エントリー:
▬▬▬▬▬▬▬▬▬▬
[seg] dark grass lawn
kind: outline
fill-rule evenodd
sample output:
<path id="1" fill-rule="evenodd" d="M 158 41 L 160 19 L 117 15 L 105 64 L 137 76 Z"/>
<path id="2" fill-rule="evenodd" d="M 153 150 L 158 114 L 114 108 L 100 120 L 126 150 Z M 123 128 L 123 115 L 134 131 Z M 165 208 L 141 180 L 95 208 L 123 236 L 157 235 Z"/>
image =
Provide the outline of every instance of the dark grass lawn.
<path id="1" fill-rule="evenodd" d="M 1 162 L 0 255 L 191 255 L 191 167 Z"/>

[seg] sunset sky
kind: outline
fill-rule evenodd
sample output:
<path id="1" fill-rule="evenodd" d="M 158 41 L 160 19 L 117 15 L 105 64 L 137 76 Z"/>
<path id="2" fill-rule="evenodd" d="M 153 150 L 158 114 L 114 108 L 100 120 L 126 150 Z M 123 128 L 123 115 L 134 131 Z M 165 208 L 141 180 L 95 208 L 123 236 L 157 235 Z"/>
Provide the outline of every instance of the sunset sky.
▬▬▬▬▬▬▬▬▬▬
課題の説明: 上の行すべてで "outline" を "contour" に置き換え、それ以外は変えずに書き直してください。

課題の解答:
[seg] dark grass lawn
kind: contour
fill-rule evenodd
sample output:
<path id="1" fill-rule="evenodd" d="M 158 41 L 160 19 L 117 15 L 105 64 L 137 76 Z"/>
<path id="2" fill-rule="evenodd" d="M 153 150 L 158 114 L 114 108 L 100 120 L 126 150 Z M 123 128 L 123 115 L 134 131 Z M 165 208 L 141 180 L 95 208 L 123 236 L 157 235 Z"/>
image =
Provide the contour of every instance of the dark grass lawn.
<path id="1" fill-rule="evenodd" d="M 1 162 L 0 255 L 191 255 L 191 167 Z"/>

[seg] sunset sky
kind: contour
fill-rule evenodd
sample output:
<path id="1" fill-rule="evenodd" d="M 158 41 L 160 19 L 117 15 L 105 64 L 137 76 Z"/>
<path id="2" fill-rule="evenodd" d="M 153 150 L 158 114 L 114 108 L 100 120 L 126 150 Z M 123 128 L 123 115 L 134 131 Z M 165 208 L 141 180 L 95 208 L 123 236 L 157 235 Z"/>
Provide the contour of every instance of the sunset sky.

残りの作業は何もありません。